• _Listed entries_
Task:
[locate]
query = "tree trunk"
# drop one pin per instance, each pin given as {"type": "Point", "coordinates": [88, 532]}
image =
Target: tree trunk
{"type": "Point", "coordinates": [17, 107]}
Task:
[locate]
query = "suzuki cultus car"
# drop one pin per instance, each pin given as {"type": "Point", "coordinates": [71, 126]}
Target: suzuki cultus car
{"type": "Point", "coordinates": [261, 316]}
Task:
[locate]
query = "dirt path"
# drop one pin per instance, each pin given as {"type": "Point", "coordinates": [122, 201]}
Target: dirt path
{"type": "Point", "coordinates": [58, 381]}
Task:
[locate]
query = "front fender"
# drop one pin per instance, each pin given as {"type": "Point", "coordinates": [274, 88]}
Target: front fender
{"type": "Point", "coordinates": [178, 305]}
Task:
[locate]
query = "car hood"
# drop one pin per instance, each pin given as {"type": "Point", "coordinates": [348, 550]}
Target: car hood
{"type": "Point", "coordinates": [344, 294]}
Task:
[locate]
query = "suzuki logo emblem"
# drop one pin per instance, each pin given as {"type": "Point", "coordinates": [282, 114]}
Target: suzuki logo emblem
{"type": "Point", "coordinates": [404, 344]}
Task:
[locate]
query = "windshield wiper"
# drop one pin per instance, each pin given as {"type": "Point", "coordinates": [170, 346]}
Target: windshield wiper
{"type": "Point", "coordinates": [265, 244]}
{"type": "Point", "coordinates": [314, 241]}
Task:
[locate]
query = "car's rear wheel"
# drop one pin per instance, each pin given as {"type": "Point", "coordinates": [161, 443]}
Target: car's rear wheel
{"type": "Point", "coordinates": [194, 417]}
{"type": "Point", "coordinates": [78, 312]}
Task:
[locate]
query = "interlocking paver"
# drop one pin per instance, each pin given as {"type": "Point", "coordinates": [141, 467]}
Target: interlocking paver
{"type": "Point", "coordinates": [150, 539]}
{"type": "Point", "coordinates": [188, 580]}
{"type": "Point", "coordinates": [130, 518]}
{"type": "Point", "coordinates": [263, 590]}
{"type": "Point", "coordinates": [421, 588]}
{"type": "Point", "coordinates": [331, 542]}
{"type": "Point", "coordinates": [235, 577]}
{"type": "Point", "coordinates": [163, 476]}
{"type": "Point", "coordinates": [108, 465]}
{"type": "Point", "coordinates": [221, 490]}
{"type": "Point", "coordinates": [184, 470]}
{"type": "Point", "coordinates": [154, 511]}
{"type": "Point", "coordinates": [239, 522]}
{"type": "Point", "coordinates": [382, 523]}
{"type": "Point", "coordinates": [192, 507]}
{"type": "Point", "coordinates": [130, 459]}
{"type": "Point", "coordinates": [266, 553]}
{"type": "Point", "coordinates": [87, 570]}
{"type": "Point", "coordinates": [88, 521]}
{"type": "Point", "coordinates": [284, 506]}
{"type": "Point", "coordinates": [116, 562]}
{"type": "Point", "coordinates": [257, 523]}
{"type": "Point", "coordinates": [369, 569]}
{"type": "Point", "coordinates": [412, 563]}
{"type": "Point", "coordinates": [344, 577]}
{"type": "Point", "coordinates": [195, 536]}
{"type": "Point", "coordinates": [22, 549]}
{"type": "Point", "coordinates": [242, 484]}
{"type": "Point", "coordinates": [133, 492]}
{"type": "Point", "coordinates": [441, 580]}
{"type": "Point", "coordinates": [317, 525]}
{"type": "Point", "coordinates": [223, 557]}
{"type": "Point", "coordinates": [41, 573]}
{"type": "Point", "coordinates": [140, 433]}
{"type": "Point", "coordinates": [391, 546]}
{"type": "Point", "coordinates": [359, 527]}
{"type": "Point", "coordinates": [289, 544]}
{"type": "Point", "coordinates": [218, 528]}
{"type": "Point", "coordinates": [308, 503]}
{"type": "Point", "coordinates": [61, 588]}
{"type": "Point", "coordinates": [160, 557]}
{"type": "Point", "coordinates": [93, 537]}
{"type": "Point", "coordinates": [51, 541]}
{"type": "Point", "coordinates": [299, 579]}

• _Set problem_
Find each line in the rows above that contains the word "drop", and copy those lines out in full.

• _The result_
# drop one pin per instance, each pin given as {"type": "Point", "coordinates": [88, 532]}
# drop one pin per instance, each pin given as {"type": "Point", "coordinates": [71, 126]}
# drop one pin per instance, each pin given as {"type": "Point", "coordinates": [122, 201]}
# drop one pin per instance, each pin given as {"type": "Point", "coordinates": [274, 88]}
# drop one pin per instance, each pin given as {"type": "Point", "coordinates": [348, 550]}
# drop one pin per instance, each pin given as {"type": "Point", "coordinates": [282, 114]}
# drop one pin per instance, each pin given as {"type": "Point", "coordinates": [170, 346]}
# drop one pin per instance, each pin given as {"type": "Point", "coordinates": [161, 443]}
# drop one pin per instance, each pin given as {"type": "Point", "coordinates": [141, 467]}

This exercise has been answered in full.